Written request
Can you rewrite the lines of the listing below, from the line containing "Category: hardwood floor" through the last line of the listing, as a numbered list with any blank lines left out?

- - - - -

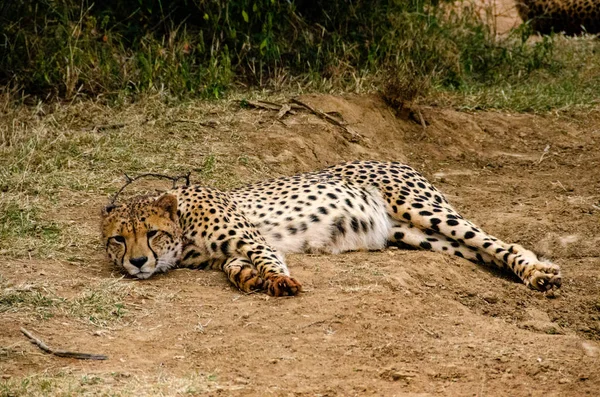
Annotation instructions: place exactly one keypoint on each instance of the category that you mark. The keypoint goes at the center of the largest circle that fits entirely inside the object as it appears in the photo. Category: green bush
(63, 48)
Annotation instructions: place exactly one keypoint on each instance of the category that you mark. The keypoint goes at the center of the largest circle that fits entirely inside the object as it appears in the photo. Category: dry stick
(62, 353)
(105, 127)
(353, 135)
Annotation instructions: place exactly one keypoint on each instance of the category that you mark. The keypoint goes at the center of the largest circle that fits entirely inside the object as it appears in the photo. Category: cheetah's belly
(334, 217)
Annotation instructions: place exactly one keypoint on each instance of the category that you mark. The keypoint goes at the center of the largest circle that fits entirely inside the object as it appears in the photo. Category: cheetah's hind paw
(546, 278)
(281, 285)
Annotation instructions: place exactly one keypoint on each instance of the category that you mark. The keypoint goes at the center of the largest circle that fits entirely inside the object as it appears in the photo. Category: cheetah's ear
(168, 202)
(107, 210)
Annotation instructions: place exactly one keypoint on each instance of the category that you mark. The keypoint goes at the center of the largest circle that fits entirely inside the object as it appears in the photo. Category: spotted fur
(361, 205)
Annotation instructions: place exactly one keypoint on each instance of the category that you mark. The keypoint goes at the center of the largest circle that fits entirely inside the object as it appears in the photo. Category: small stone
(489, 297)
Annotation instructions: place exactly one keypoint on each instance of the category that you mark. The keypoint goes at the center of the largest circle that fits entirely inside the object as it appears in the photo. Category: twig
(546, 150)
(129, 180)
(283, 111)
(62, 353)
(209, 123)
(262, 105)
(430, 333)
(352, 135)
(105, 127)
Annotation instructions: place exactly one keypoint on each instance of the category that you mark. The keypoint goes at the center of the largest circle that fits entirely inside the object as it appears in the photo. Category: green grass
(100, 305)
(118, 52)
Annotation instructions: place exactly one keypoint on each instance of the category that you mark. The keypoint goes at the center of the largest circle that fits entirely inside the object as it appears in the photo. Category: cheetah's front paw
(544, 277)
(281, 285)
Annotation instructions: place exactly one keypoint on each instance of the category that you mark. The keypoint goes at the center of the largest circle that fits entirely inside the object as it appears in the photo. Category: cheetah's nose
(139, 261)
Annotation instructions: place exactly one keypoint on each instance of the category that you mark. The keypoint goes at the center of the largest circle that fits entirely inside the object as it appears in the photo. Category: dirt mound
(381, 323)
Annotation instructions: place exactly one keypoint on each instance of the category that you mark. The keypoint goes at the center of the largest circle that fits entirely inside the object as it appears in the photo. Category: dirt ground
(394, 323)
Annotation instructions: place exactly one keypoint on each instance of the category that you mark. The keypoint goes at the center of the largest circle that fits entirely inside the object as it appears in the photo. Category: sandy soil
(394, 323)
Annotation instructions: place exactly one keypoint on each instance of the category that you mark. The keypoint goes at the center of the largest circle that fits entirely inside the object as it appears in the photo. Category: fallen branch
(105, 127)
(62, 353)
(351, 135)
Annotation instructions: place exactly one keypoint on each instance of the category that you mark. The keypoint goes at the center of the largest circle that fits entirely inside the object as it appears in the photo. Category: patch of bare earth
(394, 322)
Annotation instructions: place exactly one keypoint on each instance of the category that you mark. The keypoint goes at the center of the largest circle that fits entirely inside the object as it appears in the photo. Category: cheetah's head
(143, 236)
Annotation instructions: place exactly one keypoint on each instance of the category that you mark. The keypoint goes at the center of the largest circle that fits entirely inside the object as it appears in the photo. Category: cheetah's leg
(533, 272)
(407, 233)
(242, 274)
(271, 267)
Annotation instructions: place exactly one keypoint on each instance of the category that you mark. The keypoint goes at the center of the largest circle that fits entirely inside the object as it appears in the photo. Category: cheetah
(569, 16)
(245, 232)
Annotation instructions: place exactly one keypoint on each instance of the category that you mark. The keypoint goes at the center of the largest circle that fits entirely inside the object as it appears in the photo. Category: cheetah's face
(143, 236)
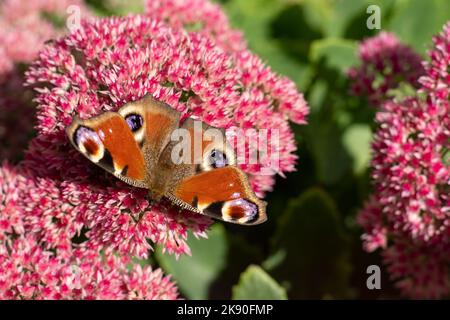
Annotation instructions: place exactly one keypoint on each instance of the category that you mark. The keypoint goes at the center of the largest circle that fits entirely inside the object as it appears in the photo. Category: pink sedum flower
(409, 213)
(385, 63)
(437, 79)
(24, 27)
(29, 269)
(110, 62)
(421, 270)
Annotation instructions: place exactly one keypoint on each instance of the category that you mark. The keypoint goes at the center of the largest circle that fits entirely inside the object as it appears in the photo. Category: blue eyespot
(217, 159)
(134, 121)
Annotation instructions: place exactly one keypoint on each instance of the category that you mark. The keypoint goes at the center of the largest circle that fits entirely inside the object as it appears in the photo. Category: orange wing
(223, 193)
(127, 143)
(108, 141)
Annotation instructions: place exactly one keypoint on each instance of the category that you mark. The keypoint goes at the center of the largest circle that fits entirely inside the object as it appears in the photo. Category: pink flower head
(411, 172)
(24, 27)
(421, 271)
(199, 15)
(110, 62)
(437, 79)
(385, 63)
(31, 270)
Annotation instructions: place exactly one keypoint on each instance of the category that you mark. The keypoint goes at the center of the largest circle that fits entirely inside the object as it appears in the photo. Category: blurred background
(311, 246)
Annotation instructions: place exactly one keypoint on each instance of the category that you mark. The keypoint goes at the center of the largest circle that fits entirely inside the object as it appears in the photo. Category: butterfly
(137, 145)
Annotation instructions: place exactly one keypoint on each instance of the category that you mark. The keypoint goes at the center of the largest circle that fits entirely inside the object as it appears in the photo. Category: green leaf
(194, 275)
(317, 260)
(356, 140)
(338, 54)
(256, 284)
(415, 21)
(331, 158)
(255, 19)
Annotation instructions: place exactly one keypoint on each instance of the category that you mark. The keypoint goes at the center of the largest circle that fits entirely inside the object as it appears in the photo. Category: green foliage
(256, 284)
(316, 250)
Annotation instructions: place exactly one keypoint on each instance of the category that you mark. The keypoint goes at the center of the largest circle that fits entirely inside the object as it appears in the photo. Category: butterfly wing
(222, 193)
(126, 143)
(212, 184)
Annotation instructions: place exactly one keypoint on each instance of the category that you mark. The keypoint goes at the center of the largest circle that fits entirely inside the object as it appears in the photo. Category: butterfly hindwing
(216, 186)
(223, 193)
(137, 145)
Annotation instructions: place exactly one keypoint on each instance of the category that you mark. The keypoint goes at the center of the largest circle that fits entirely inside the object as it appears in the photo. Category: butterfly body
(140, 144)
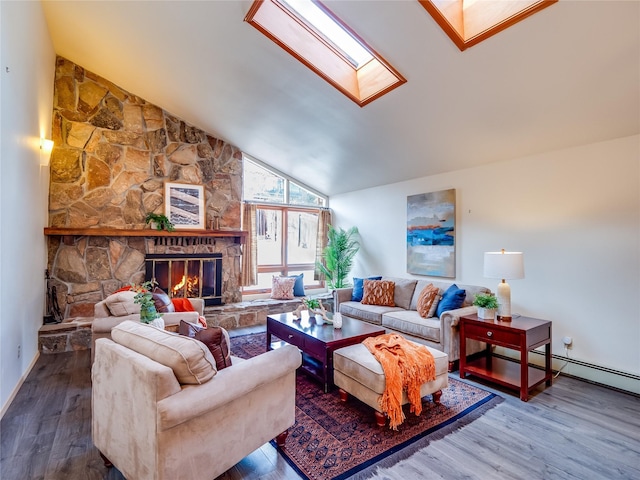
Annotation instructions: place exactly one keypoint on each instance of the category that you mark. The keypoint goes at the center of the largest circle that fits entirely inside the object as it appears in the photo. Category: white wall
(574, 213)
(26, 76)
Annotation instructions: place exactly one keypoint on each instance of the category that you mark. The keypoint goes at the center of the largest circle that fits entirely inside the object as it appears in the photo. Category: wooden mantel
(69, 233)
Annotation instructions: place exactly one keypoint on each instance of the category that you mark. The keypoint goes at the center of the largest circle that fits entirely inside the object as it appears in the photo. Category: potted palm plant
(487, 305)
(337, 257)
(144, 298)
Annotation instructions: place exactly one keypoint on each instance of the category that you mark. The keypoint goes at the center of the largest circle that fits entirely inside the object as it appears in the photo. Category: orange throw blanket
(406, 366)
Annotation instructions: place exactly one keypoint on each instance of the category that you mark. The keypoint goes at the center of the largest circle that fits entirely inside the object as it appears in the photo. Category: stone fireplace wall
(113, 153)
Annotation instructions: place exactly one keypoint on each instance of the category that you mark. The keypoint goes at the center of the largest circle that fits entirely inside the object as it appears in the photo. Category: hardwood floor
(570, 430)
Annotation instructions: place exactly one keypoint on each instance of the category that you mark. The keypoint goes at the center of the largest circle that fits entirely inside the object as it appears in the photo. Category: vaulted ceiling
(566, 76)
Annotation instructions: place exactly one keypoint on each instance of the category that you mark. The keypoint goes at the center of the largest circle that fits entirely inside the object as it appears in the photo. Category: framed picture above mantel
(184, 205)
(431, 246)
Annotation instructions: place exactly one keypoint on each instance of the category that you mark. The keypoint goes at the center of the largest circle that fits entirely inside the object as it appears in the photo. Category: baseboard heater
(622, 376)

- - - - -

Solution to the problem
1. Annotation instructions: place exactly one keypoint on each instance of the category that you mark. The keypoint goes at the center of the largest circle that fits entirely inside the object as it appears in the photo. Category: hardwood floor
2. (570, 430)
3. Annotation instructions: place exactly one keypoint on each instance of the category that you mark. The keypoint goes at the center of the largest circle that fits entirely inside the object as it appears in the photo. Category: vaulted ceiling
4. (566, 76)
5. Annotation instructions: place exactly one keypoint on each instance of the category that you mark. The keypoint goes at the center of the largest circle that fits entirely inside the object as it appears in the photo. Category: framed picture above mantel
6. (184, 205)
7. (431, 246)
8. Annotation instructions: place exactly one keypoint on each instance of the category that you mark. The keypoint goes at the center of the largest circle that fits entirely inside the object as it appears in the photo. Category: baseboard heater
9. (622, 376)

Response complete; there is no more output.